The group  studied the following software with an eye on its potential application in vocational language education. In the following description and assessment of the software, the group used parts of a text prepared by Tony Williams of Wida Software on Getting the most out of Windwida's Authoring Suite. This 88-page text is supplied with the English language version of the Authoring Suite.

First and foremost Wida’s authoring programs gratify the students’  need to feel that they are working on material specially created for them and written by teachers close to them.
Wida programs differ from almost all other CALL programs, particularly other CD-ROM based language programs, in their underlying educational philosophy. These programs do not go back to behaviourist teaching ideas, and are not conceived of as teacher substitutes or as latter-day teaching machines.  They are designed from the bottom up as an adjunct to existing teaching practices and plans. Far from making teachers redundant Wida programs rely on teachers’ expertise and their desire to solve recurrent with problems without using up valuable contact time in the classroom.

In the new Authoring Suite, Wida Software has radically redesigned the programs and rewritten the code to take advantage of Microsoft Windows. By so doing we have:
1: added a new dimension of possibilities, integrating sound, pictures and video sequences with text
2: added to the complexity of the programs.
Yet teachers should not be too anxious over the last two points. They need only call on these enhancements if they feel they are useful and are confident that they as creators are up to it. If not, the Authoring Suite allows them to create straightforward text-based gapfilling, multiple choice, pair-matching and exercises using other familiar exercise types which need no steep learning curve or months devoted to the project. Fully-functioning text reconstruction and gap-filling exercises at their simplest can be created in a matter of tens of minutes rather than hours. Enhancement can come later.

The basic principle of Wida's Authoring Suite is that teachers can create multimedia-enhanced tutorial and exploratory exercises without any need for programming. Basic skills in handling a computer and Microsoft Windows are enough to create the materials.


The following parts of the WinWida Authoring Suite were examined:

A.  Choicemaster
B. Gapmaster
C. Storyboard
D.  Vocab
E. Matchmaster
F. Pinpoint
G. Testmaster 



A.  Choicemaster

- A multiple choice exercise
 The tutorial mode gives immediate feedback and offers further tries after a wrong attempt.
 The browse mode is a non-scoring option allowing learners to browse around the questions.
 The examination mode delays feedback until the end.
(Click here to see a screenshot)

VOLL Application
Practising and testing factual information, eg. „What do you use to cool the engine?"  (water, oil, air, nothing)

B. Gapmaster

- A programme for gap filling activities on any subject
 Up to 90 gaps can be filled in a continuous text.
 With a range of alternative answers, accompanied by text picture or sound hint.
 The exploratory mode allows learners to explore with immediate feedback.
 The examination mode delays feedback until the end.

(Click here to see a screenshot)

VOLL Application
 This is a re vision tool of known texts covering such areas as vocabulary, sequence of  events, etc.

C. Storyboard

- A text reconstruction programme, with special use for language learning.
It has a variety of different uses and help options, eg: asking for individual letters and words for the whole text, for part-word guesses and hints.

(Click here to see a screenshot)

VOLL Application
Suitable for classroom activities where students are asked to reconstruct a text on, eg: technical, economic, etc. topics.

TASKS AND EXERCISES
a: Reproduce the stretch of the passage on Wida's Authoring Suite from "The group  studied" through "the Authoring Suite.".
b: According to the passage on Wida's Authoring Suite, how many gaps can Gapmaster fill in a continuous text?
The data that comes after this passage has no connection to it.

DATA ENTRIES
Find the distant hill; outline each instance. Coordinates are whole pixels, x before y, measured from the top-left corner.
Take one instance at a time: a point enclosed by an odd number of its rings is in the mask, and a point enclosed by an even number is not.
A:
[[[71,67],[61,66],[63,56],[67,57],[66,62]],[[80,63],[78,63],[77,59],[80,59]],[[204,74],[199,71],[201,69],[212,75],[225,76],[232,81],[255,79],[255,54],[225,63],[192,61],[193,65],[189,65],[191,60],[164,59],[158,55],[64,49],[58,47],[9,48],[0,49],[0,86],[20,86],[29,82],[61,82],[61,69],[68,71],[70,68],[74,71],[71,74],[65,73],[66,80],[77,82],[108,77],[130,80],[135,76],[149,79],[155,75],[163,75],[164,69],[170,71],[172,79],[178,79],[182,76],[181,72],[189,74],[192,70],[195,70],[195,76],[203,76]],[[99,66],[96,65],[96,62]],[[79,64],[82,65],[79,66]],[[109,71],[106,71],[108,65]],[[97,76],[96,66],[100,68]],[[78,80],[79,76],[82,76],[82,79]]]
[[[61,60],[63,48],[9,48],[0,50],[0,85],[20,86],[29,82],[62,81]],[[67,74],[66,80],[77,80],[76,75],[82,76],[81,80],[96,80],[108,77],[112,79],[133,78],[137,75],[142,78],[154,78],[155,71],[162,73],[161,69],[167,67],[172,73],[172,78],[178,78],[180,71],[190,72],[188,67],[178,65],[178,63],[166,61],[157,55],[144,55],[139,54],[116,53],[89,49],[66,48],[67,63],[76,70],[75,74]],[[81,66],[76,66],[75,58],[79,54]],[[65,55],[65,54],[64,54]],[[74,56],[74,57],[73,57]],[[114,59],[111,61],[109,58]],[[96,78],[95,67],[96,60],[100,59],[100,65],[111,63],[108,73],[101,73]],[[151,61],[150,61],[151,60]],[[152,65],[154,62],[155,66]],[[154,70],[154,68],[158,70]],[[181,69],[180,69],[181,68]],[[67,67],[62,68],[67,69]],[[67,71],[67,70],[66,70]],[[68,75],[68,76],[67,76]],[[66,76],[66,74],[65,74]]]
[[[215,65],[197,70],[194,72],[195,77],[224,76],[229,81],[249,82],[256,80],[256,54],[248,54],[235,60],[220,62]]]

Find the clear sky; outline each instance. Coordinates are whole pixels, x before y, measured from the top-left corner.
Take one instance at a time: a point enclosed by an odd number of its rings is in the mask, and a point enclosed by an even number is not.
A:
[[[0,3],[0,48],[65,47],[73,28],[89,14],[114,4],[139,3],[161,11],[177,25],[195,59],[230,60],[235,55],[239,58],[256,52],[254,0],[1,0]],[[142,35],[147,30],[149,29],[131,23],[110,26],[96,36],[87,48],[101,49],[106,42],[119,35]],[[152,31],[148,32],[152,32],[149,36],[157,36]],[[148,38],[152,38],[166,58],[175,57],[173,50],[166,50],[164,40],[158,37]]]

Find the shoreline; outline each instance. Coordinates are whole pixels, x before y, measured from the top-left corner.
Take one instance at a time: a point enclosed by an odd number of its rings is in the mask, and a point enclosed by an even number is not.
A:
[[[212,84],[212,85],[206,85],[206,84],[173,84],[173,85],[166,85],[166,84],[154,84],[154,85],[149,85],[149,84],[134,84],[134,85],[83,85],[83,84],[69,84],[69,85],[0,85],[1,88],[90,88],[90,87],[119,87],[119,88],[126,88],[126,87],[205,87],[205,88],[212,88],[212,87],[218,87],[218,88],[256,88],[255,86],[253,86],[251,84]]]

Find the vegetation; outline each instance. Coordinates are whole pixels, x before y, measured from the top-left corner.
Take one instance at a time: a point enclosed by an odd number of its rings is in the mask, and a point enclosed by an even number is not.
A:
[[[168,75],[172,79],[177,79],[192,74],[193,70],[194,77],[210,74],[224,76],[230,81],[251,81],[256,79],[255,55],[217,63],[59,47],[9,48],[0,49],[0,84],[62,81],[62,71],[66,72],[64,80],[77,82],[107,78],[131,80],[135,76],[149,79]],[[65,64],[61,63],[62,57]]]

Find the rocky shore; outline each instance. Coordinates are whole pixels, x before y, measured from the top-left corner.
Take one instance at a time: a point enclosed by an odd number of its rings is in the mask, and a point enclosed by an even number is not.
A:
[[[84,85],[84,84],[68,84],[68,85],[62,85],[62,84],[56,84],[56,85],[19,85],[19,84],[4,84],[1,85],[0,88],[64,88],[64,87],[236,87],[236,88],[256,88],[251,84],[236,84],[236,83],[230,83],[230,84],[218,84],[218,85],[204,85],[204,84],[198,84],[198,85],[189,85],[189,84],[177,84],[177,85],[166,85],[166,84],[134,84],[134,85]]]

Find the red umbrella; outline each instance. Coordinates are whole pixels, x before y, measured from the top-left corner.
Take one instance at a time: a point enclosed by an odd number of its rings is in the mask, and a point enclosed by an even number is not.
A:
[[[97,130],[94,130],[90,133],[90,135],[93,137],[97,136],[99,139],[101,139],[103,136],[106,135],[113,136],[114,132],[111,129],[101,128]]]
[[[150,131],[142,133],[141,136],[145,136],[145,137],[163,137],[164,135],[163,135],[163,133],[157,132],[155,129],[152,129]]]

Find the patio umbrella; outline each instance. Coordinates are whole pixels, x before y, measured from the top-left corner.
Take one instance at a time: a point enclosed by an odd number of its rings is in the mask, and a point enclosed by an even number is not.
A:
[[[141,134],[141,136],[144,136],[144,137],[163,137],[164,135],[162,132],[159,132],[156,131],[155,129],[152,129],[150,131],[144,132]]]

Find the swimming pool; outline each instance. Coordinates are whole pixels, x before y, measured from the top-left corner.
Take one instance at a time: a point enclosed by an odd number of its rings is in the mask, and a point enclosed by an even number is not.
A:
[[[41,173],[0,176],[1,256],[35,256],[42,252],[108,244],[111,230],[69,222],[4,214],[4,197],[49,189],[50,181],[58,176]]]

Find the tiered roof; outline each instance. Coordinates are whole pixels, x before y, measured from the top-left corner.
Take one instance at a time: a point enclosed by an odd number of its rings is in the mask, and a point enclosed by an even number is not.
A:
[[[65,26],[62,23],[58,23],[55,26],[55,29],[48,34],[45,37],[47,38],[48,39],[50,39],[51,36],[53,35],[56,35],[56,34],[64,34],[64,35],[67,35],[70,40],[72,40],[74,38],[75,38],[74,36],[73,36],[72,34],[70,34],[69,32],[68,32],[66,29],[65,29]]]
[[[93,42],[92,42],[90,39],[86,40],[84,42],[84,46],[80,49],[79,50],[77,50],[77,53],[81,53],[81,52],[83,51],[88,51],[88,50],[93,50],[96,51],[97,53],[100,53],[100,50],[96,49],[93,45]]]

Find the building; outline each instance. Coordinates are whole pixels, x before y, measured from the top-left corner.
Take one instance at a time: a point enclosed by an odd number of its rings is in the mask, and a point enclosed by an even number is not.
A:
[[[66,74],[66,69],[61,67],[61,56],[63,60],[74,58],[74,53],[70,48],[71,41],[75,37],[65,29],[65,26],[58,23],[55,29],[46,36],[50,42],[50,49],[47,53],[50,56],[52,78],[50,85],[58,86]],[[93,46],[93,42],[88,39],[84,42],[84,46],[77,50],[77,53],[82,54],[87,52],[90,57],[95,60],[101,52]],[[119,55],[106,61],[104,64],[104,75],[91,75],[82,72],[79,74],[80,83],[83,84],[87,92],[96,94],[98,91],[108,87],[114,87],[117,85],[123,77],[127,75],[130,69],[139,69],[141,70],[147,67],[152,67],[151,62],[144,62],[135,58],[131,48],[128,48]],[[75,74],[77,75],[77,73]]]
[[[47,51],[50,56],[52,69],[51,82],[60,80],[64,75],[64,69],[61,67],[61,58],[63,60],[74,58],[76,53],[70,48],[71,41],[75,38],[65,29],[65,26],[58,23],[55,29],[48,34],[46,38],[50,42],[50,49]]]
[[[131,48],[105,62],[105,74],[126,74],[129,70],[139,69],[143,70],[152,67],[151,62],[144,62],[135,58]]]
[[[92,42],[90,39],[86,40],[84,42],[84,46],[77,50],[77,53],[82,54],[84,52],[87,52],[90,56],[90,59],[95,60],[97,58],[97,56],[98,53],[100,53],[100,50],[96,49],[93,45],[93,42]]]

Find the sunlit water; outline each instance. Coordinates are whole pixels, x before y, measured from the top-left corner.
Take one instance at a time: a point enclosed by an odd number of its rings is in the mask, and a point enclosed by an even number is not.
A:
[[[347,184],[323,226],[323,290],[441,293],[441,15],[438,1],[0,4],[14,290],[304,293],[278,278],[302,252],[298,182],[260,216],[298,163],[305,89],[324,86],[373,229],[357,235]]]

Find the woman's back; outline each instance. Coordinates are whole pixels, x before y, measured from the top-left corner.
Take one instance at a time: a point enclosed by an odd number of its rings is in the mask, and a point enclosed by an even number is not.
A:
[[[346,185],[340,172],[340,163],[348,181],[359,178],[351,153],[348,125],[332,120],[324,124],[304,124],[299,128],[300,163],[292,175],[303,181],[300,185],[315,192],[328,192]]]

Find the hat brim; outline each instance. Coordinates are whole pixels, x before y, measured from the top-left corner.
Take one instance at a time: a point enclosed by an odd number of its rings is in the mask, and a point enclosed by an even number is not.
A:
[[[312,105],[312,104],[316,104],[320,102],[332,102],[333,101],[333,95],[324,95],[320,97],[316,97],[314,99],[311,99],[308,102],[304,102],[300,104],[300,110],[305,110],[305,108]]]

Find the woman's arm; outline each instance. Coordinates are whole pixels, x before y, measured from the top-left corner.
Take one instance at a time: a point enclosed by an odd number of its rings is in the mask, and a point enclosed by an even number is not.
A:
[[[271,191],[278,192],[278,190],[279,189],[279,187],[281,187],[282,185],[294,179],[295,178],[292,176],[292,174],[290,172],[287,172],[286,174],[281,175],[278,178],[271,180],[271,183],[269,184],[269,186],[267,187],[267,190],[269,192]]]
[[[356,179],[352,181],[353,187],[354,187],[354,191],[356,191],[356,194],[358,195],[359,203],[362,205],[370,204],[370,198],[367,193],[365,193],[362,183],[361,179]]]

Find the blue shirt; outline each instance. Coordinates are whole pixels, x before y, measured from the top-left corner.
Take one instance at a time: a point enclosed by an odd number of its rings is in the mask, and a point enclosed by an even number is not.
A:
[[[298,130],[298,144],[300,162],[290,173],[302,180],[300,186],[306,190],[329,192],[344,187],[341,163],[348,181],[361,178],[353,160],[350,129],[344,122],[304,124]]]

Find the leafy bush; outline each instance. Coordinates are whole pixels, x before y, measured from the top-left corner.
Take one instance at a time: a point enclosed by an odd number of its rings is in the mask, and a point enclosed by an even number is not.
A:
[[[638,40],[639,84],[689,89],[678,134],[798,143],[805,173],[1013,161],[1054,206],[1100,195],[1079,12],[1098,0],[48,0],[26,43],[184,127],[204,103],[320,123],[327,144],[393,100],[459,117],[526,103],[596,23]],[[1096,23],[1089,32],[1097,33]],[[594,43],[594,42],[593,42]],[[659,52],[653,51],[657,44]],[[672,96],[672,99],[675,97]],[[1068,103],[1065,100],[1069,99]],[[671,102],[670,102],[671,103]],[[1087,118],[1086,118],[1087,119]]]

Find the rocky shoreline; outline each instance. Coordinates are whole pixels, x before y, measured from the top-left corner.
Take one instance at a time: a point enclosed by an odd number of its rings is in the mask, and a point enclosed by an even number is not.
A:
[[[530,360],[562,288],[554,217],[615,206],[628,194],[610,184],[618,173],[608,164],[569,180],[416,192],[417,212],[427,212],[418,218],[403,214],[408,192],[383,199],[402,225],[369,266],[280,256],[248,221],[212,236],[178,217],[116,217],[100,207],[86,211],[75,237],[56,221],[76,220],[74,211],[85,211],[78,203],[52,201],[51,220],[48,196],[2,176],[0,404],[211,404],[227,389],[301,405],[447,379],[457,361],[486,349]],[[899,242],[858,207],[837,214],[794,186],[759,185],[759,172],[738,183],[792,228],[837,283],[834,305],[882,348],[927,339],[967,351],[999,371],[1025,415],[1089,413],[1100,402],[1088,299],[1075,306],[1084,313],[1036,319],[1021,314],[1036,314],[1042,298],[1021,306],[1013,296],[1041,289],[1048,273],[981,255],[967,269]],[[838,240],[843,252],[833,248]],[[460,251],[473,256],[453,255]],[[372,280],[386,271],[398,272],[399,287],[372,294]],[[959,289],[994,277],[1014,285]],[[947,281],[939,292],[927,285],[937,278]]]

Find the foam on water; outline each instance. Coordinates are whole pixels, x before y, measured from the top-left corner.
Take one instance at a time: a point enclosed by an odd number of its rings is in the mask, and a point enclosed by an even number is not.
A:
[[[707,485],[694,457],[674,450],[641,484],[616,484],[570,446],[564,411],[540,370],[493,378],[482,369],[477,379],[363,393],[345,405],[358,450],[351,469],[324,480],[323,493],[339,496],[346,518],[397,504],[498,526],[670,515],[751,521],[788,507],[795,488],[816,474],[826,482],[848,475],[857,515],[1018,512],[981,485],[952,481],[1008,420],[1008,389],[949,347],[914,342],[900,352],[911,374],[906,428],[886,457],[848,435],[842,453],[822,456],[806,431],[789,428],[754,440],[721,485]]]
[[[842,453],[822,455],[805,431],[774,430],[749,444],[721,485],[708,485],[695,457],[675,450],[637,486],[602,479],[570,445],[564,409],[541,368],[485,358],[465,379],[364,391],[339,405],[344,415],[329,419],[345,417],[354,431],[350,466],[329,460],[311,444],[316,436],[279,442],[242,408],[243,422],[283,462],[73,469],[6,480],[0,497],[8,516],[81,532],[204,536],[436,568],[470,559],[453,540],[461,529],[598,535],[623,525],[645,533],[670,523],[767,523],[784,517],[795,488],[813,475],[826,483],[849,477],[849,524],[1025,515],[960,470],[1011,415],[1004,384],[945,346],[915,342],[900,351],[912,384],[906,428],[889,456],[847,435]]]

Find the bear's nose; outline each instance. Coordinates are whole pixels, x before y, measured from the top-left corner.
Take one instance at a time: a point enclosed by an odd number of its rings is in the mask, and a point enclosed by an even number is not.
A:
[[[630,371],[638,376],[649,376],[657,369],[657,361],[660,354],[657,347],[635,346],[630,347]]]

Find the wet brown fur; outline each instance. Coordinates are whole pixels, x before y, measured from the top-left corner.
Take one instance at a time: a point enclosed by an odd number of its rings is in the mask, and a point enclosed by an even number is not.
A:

SOLUTIONS PER TASK
a:
The group  studied the following software with an eye on its potential application in vocational language education. In the following description and assessment of the software, the group used parts of a text prepared by Tony Williams of Wida Software on Getting the most out of Windwida's Authoring Suite. This 88-page text is supplied with the English language version of the Authoring Suite.

b: Up to 90 gaps.